Jeune écrivain du Guizhou, Xiao Jianghong serait sans doute resté connu d’un tout petit nombre d’amis et critiques littéraires si l’une de ses nouvelles n’avait été adaptée au cinéma, par le grand réalisateur Wu Tianming (吴天明) pour ce qui s’est révélé être son dernier film : « Song of the Phoenix » (《百鸟朝凤》) [1].

 

Peintre de la société rurale contemporaine et de ses changements rapides, Xiao Jianghong est l’auteur de plusieurs recueils de nouvelles qui reflètent ses préoccupations sur la perte destraditions et coutumes qui étaient l’essence des cultures locales, dans les campagnes chinoises qui se vident peu à peu de leurs habitants, comme chez lui.

 

Une nouvelle emblématique

 

Xiao Jianghong

 

Xiao Jianghong est né en 1978. Diplômé en littérature chinoise de l’Université normale du Guizhou, il n’a commencé à publier qu’en 2007, après une période de formation à l’Institut Lu Xun (鲁迅文学院). C’est un auteur très jeune pour la thématique qui est la sienne, que l’on trouve en général, avec un ton toujours un peu nostalgique, sous la plume d’écrivains plus âgés.

 

Initialement publiée en 2009, la nouvelle qui a retenu l’attention de Wu Tianming est représentative de son œuvre.

 

Cent oiseaux rendent hommage au phénix

 

Ren Tongxiang

 

Le titre de la nouvelle, qui a été repris par le film, signifie « Cent oiseaux rendent hommage au phénix » (《百鸟朝凤》). Il s’agit d’un air pour suona solo composé en 1953, à partir d’airs populaires, par le musicien du Shandong Ren Tongxiang (任同祥). Il est joué dans les cérémonies et en particulier, comme dans la nouvelle, lors de funérailles, le suona étant en Chine l’instrument traditionnel utilisé pour accompagner les enterrements.

 

 

Inspiré d’un poème des Song, le titre est un chengyu qui a un sens métaphorique : tout le monde rend hommage à la sagesse du souverain, la paix règne dans le royaume. C’est donc un message de paix et d’ordre transmis par la musique.

 

Il s’agit d’une nouvelle moyenne (中篇小说) en seize chapitres qui prend les coutumes funéraires comme symbole représentatif des traditions et coutumes de la culture populaire, en montrant que leur disparition progressive reflète la crise de valeurs des communautés villageoises confrontées à l’emprise croissante du monde urbain.

※

CONSIGNES DE L'EXERCICE
a. Réécrivez plus brièvement le paragraphe du texte sur Xiao Jianghong qui commence par « Xiao Jianghong est né en 1978 », en conservant ses faits principaux.
b. Poursuivez le texte sur Xiao Jianghong à partir de sa dernière phrase.

※

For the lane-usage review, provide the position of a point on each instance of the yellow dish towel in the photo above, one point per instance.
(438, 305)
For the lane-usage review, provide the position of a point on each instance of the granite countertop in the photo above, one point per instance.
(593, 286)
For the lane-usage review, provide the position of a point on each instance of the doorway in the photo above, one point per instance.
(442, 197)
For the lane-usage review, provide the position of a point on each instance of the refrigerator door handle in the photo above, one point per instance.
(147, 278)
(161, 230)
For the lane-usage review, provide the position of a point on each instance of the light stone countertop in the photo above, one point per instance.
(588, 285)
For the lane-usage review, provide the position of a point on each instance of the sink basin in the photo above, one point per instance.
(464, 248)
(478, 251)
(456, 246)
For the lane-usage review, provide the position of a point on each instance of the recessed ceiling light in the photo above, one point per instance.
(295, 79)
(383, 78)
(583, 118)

※

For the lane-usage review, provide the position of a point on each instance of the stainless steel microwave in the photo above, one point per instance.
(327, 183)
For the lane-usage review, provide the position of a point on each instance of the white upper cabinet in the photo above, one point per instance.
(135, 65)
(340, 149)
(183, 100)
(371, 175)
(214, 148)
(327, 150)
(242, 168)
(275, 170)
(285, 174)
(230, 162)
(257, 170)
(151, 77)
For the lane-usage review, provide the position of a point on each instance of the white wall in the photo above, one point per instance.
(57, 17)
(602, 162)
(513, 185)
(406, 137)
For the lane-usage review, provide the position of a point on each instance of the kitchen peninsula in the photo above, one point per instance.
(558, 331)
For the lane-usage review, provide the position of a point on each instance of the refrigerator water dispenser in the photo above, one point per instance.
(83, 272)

※

CORRIGÉ
a. Né en 1978, Xiao Jianghong est diplômé en littérature chinoise de l'Université normale du Guizhou. Après une formation à l'Institut Lu Xun, il commence à publier en 2007. Il est très jeune pour sa thématique, que l'on trouve d'ordinaire, sur un ton un peu nostalgique, chez des écrivains plus âgés.

b.
Le personnage principal, You Tianmin (游天鸣), est un joueur de suona qui a été confié à un maître tout petit, et qui s’efforce de transmettre son art de la même manière, mais les temps changent ; il se heurte aux ensembles de musique électronique, ses élèves partent vivre en ville, son art dépérit. Finalement, au moment crucial de l’enterrement du secrétaire du Parti, il ne se rappelle plus comment jouer l’air traditionnel.

 

Cent oiseaux rendent hommage au phénix

 

Avec Wu Tianming, la scénariste et le monteur

du film « Song of the Phoenix » en 2012

 

La fin est tout aussi symbolique : sous une immense affiche publicitaire à la gare, en ville, il y a un mendiant en guenilles qui joue l’air des « Cent oiseaux … » [2].

 

La nouvelle a obtenu le premier prix Maotai (茅台杯) décerné par la revue « Sélection de nouvelles » (《小说选刊》) pour l’année 2009.

 

 

La grande affaire

 

Le même thème de la perte des traditions et du déclin concomitant du monde rural est repris sous une forme très semblable dans l’une des nouvelles courtes de l’auteur publiées dans un même recueil en 2012 : « La grande affaire » (《当大事》).

 

Dans la préface, Xiao Jianghong cite une phrase de Mencius qui explique le titre ; elle est tirée du livre de Mencius [3], et signifie « Nourrirses parents pendant leur vie, ce n’est pas une grande affaire, mais organiser leurs obsèques à leur mort, voilà la grande affaire. » Xiao Jianghong repart donc du thème des funérailles pour montrer le déclin de la vie rurale.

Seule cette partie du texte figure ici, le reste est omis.